YOUR OBJECTIVE: Across the entries below, the lines containing "snow" should be counted and only their number returned.

EXERCISE MATERIALS:
========
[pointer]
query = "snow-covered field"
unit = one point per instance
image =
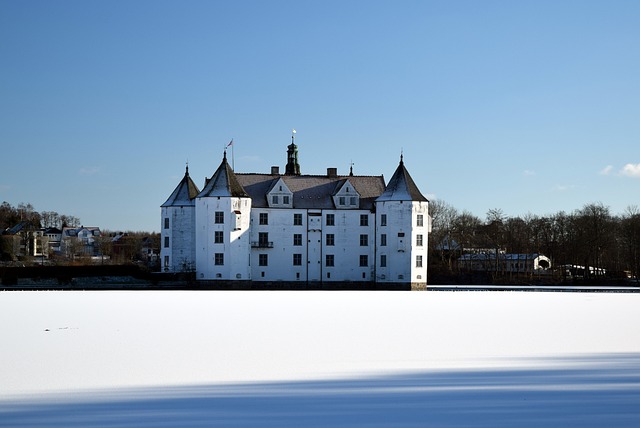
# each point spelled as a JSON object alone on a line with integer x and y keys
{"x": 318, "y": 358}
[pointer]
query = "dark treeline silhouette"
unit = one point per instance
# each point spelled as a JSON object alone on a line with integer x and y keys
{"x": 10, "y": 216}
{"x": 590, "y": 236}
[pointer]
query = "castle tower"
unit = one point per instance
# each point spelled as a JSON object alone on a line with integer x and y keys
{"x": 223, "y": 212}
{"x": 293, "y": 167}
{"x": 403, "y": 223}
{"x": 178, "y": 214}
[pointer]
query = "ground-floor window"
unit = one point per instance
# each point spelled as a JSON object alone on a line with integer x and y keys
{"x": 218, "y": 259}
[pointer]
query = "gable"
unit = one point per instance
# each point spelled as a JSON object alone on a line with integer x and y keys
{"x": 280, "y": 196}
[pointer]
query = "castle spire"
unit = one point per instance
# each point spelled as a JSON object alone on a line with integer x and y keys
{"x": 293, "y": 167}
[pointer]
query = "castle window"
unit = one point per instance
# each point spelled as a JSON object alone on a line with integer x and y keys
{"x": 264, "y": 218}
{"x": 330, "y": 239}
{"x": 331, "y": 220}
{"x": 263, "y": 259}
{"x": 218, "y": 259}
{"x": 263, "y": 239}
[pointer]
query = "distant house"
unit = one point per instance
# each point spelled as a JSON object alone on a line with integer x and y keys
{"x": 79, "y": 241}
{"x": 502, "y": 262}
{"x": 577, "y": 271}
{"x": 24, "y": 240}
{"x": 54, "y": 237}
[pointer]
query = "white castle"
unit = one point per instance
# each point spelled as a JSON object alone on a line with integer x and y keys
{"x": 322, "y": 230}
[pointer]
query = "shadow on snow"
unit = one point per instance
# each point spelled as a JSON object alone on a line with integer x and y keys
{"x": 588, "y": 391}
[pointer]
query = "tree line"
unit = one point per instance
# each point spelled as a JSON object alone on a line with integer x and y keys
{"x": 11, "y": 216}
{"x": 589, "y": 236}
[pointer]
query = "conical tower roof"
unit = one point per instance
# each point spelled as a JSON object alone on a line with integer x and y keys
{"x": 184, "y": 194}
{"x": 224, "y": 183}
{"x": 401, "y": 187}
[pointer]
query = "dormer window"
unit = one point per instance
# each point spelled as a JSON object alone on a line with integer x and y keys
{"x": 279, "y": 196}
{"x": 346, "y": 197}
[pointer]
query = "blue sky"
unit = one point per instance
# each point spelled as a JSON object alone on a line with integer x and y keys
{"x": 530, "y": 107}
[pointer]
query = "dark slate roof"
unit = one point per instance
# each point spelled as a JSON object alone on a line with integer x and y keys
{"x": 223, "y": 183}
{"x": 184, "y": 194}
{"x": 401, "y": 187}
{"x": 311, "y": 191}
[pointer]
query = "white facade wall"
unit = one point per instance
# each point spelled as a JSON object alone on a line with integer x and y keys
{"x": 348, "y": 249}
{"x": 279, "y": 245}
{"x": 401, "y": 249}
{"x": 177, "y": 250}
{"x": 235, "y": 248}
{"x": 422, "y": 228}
========
ANSWER BOX: 2